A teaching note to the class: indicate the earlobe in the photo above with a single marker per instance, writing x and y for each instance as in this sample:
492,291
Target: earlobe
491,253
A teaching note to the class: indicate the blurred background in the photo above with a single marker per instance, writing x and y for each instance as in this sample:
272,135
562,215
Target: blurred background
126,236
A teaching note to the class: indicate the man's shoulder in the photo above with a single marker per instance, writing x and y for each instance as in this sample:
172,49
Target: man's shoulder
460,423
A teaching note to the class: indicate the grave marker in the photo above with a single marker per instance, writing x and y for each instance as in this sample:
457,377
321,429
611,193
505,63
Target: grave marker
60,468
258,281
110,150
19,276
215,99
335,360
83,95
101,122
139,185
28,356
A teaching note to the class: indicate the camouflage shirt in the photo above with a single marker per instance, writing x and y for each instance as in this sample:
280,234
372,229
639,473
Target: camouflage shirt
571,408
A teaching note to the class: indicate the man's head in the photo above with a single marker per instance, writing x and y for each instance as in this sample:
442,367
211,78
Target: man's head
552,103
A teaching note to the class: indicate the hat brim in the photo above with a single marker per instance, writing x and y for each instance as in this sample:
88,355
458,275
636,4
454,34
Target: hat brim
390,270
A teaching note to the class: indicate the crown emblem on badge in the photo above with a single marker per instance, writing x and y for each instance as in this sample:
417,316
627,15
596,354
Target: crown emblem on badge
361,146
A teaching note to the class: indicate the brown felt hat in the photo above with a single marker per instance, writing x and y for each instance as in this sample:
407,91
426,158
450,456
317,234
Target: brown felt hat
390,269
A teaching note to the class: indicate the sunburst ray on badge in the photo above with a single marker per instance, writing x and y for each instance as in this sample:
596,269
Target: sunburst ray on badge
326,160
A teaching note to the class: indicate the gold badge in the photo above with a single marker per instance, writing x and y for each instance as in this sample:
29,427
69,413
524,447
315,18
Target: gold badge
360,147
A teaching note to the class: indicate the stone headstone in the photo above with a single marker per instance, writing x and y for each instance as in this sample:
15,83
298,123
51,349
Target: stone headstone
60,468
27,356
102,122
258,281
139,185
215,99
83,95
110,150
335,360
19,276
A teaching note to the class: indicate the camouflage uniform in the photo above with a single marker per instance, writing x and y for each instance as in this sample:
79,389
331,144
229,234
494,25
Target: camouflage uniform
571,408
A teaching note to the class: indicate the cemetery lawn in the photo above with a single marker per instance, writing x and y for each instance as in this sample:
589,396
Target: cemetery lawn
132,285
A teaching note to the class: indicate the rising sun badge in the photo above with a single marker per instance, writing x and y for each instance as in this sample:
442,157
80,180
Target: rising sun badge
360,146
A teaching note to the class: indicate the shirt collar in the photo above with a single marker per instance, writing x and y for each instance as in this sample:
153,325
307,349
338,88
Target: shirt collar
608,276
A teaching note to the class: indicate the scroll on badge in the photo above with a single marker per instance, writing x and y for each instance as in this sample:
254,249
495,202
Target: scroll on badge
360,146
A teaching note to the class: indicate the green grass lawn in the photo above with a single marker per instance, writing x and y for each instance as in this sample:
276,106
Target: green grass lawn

☆ ☆ ☆ ☆ ☆

→ **WRITTEN EXERCISE**: Copy out every item above, word for word and line for line, with no changes.

→ **SOLUTION**:
A teaching note to the class: indicate the earlobe in the photo above with a single marker per instance, writing x and y for each instance as in this sample:
492,291
Target: earlobe
491,253
A teaching note to the class: indicate the blurred background in the photo above with a single marker per instance, writing x and y for each instance as in this sample:
272,135
562,215
Target: blurred background
126,236
A teaching note to the class: indicate the man's shoulder in the photo above with a single marker per instance, writing x and y for each instance as in this sample:
172,49
Target: man's shoulder
460,423
A teaching note to the class: indicate the grave marker in the photo above with a single marker per instance, writing x and y for each instance as in this sample:
457,377
321,429
611,193
505,63
Target: grave marker
60,468
258,281
110,150
19,276
215,99
335,360
83,95
101,122
139,185
28,356
A teaching note to the class: indicate the camouflage shirt in the photo above with a single marker per instance, writing x and y for each instance as in this sample:
280,234
372,229
639,473
Target: camouflage shirt
571,408
A teaching note to the class: indicate the man's head in the photo above with a single marker per instance, writing x and y for each instance as in this sample:
442,367
211,78
Target: man's head
552,103
A teaching note to the class: indicate the hat brim in the photo above with a single marker per instance, writing x and y for each instance as in this sample:
88,355
458,275
636,4
454,34
Target: hat brim
390,270
A teaching note to the class: indicate the crown emblem on badge in the photo above with a single marker per instance, writing x and y for each instance as in this sample:
417,316
627,15
596,354
Target: crown emblem on badge
361,146
A teaching note to the class: indicate the brown felt hat in the photo above with a single marker per instance, writing x and y for each instance as in this sample:
407,91
426,158
450,456
317,234
Target: brown felt hat
390,269
A teaching note to the class: indicate the sunburst ray on badge in the photo above with a single marker per instance, writing x and y for each instance as in this sample:
596,269
Target: sunburst ray on badge
326,160
A teaching note to the class: indicate the gold badge in the photo above with a single marker per instance, writing x and y for each instance as in this sample:
29,427
69,413
524,447
315,18
Target: gold badge
360,147
A teaching note to the class: indicate the stone headstone in the photo above with a single marker per instance, writing x and y for each instance as in this sample:
15,83
298,123
51,349
Target: stone headstone
60,468
27,356
102,122
258,281
139,185
215,99
83,95
110,150
335,360
19,276
A teaching note to the class: indicate the camouflage uniform in the photo above with a single marker per instance, writing x and y for each instance as in this sample:
79,389
331,144
229,234
494,25
Target: camouflage uniform
571,408
A teaching note to the class: indicate the cemetery lawn in the photo above with a single marker per instance, writing x and y for each instance as in this sample:
589,396
Target: cemetery lawn
132,285
A teaching note to the class: indicate the rising sun badge in the photo above with a single marker per instance, writing x and y for each instance as in this sample:
442,157
80,180
Target: rising sun badge
360,146
A teaching note to the class: indicate the shirt collar in the photo above with a single marker per instance, writing x and y for each instance as in this sample:
153,325
307,349
338,88
Target: shirt collar
608,276
A teaching note to the class: indicate the scroll on badge in the photo above with a single marker per instance, writing x and y for each instance as in this sample:
254,249
495,202
Target: scroll on badge
360,146
A teaching note to the class: indicate the green grass lawn in the photo above with a single marker per instance, writing x and y for each instance as in this sample:
276,106
Target: green grass lawn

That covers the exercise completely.